(THE RECORDS):
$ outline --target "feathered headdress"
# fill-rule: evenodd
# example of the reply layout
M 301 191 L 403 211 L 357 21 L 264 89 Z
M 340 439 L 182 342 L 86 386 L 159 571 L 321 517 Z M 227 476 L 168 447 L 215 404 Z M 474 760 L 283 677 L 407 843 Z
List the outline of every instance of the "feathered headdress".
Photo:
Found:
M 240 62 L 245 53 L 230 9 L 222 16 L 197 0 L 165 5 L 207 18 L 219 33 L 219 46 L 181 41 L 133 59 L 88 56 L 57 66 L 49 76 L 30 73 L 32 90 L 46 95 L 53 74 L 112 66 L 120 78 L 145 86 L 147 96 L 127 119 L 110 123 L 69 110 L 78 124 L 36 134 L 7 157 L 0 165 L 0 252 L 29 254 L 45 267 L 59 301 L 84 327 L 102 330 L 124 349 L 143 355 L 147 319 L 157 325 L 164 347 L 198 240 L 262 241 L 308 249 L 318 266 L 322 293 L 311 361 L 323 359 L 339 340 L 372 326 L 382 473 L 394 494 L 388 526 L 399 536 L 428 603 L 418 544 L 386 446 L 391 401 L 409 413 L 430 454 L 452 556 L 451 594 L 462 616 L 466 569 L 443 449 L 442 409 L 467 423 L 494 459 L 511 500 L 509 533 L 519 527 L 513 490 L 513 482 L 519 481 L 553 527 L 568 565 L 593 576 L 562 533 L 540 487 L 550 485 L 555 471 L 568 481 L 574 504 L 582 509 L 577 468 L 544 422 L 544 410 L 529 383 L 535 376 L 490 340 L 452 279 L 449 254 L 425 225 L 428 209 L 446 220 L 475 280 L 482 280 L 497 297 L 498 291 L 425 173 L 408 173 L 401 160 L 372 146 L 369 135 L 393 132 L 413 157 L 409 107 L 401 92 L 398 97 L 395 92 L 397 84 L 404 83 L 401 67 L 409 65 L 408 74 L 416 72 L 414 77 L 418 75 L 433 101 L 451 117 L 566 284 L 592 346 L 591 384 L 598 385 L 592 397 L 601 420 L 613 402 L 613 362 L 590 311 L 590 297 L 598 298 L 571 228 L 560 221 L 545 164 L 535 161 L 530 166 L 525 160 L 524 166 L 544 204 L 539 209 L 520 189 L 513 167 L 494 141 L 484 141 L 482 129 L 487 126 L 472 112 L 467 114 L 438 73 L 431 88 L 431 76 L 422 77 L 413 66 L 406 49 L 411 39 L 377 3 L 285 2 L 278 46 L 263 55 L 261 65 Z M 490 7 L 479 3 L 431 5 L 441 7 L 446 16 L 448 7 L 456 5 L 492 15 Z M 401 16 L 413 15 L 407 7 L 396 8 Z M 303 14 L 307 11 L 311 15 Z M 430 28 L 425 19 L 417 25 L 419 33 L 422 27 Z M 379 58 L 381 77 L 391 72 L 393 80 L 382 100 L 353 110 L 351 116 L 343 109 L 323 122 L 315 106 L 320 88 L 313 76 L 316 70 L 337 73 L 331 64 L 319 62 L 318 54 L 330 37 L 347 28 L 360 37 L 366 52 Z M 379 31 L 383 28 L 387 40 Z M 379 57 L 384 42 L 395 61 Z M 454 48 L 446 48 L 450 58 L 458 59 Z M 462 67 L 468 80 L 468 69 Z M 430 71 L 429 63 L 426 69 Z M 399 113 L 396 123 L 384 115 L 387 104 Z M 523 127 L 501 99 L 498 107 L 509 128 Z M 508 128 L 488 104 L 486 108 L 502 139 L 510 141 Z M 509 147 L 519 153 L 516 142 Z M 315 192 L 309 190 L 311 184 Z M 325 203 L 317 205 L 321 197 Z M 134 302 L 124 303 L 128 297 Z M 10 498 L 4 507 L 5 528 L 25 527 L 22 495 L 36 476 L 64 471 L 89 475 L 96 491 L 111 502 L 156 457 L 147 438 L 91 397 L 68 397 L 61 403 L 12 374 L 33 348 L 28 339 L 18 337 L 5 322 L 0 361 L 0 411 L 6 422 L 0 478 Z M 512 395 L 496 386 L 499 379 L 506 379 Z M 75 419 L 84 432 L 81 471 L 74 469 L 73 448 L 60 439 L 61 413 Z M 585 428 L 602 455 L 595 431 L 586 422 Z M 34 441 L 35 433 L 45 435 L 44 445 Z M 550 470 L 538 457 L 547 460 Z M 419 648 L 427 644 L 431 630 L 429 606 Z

(TASK STATEMENT): Put every line of the records above into a numbered list, leaving out any blank lines.

(TASK OUTPUT):
1. $ outline --target "feathered headdress"
2. # fill-rule: evenodd
3. # example of the reply layout
4. M 301 191 L 403 211 L 357 21 L 264 89 Z
5. M 340 439 L 182 342 L 86 386 L 159 571 L 321 517 Z M 227 476 L 168 447 L 215 404 Z M 474 760 L 283 677 L 407 843 Z
6. List the outline of every instance of the "feathered headdress".
7. Photo:
8. Found:
9. M 240 62 L 245 53 L 230 9 L 222 16 L 197 0 L 165 5 L 207 18 L 219 33 L 219 46 L 181 41 L 133 59 L 88 56 L 57 66 L 49 76 L 30 73 L 32 90 L 46 95 L 53 74 L 112 66 L 120 78 L 145 86 L 147 96 L 127 119 L 110 123 L 69 110 L 78 124 L 36 134 L 7 157 L 0 165 L 0 252 L 29 254 L 45 267 L 59 301 L 84 327 L 102 330 L 124 349 L 143 355 L 147 319 L 157 325 L 164 347 L 198 240 L 262 241 L 308 249 L 318 266 L 322 293 L 311 361 L 323 359 L 339 340 L 372 326 L 382 473 L 394 494 L 388 526 L 399 536 L 428 603 L 418 544 L 386 446 L 391 401 L 409 413 L 430 454 L 452 556 L 451 594 L 462 616 L 466 569 L 443 449 L 442 409 L 467 423 L 494 459 L 511 500 L 509 533 L 519 527 L 513 490 L 513 482 L 519 481 L 553 527 L 568 565 L 593 576 L 562 533 L 540 487 L 550 485 L 555 471 L 568 481 L 574 504 L 582 509 L 577 468 L 544 422 L 544 410 L 529 383 L 535 376 L 490 340 L 452 279 L 449 254 L 425 225 L 428 209 L 446 220 L 475 280 L 482 280 L 497 297 L 498 291 L 425 173 L 408 173 L 401 160 L 372 146 L 369 135 L 393 132 L 413 157 L 409 107 L 401 92 L 398 97 L 395 92 L 397 84 L 404 83 L 401 67 L 409 65 L 408 74 L 416 72 L 414 77 L 418 75 L 433 101 L 451 117 L 566 284 L 592 346 L 591 384 L 598 385 L 592 397 L 601 420 L 613 402 L 613 362 L 590 311 L 590 297 L 598 298 L 571 228 L 560 221 L 545 164 L 535 161 L 530 166 L 525 160 L 524 166 L 544 204 L 539 209 L 520 189 L 513 167 L 494 141 L 484 141 L 482 129 L 487 126 L 472 112 L 467 114 L 438 73 L 431 88 L 431 76 L 422 77 L 413 66 L 406 49 L 411 39 L 377 3 L 285 2 L 278 46 L 263 55 L 261 65 Z M 490 7 L 479 3 L 431 5 L 441 7 L 446 16 L 448 7 L 456 5 L 492 15 Z M 401 16 L 413 15 L 407 7 L 396 8 Z M 303 14 L 307 11 L 311 15 Z M 430 28 L 425 19 L 417 25 L 419 33 L 422 27 Z M 379 58 L 381 77 L 391 72 L 393 80 L 382 100 L 353 110 L 351 116 L 343 109 L 323 122 L 315 106 L 320 88 L 313 76 L 316 70 L 337 73 L 331 64 L 319 62 L 318 54 L 330 37 L 347 28 L 360 37 L 366 52 Z M 379 31 L 383 28 L 387 40 Z M 379 57 L 384 42 L 395 61 Z M 454 48 L 446 48 L 450 58 L 458 59 Z M 462 67 L 468 80 L 468 69 Z M 430 71 L 429 63 L 426 69 Z M 399 113 L 396 123 L 384 115 L 387 104 Z M 523 127 L 501 99 L 498 107 L 509 128 Z M 508 128 L 488 104 L 486 108 L 502 139 L 510 141 Z M 509 147 L 519 153 L 516 142 Z M 315 192 L 309 190 L 311 184 Z M 325 203 L 317 205 L 321 197 Z M 134 302 L 124 303 L 128 297 Z M 10 498 L 4 507 L 5 528 L 25 527 L 22 495 L 36 476 L 64 471 L 89 475 L 96 491 L 111 502 L 156 457 L 147 438 L 91 397 L 68 397 L 61 403 L 12 374 L 33 348 L 28 339 L 18 337 L 5 322 L 0 361 L 0 411 L 6 422 L 0 478 Z M 512 395 L 496 386 L 499 379 L 506 379 Z M 75 419 L 84 432 L 81 471 L 74 469 L 73 448 L 60 439 L 61 413 Z M 585 428 L 602 455 L 595 431 L 586 422 Z M 34 441 L 35 433 L 45 435 L 44 445 Z M 550 470 L 538 457 L 547 460 Z M 419 648 L 427 644 L 431 630 L 429 606 Z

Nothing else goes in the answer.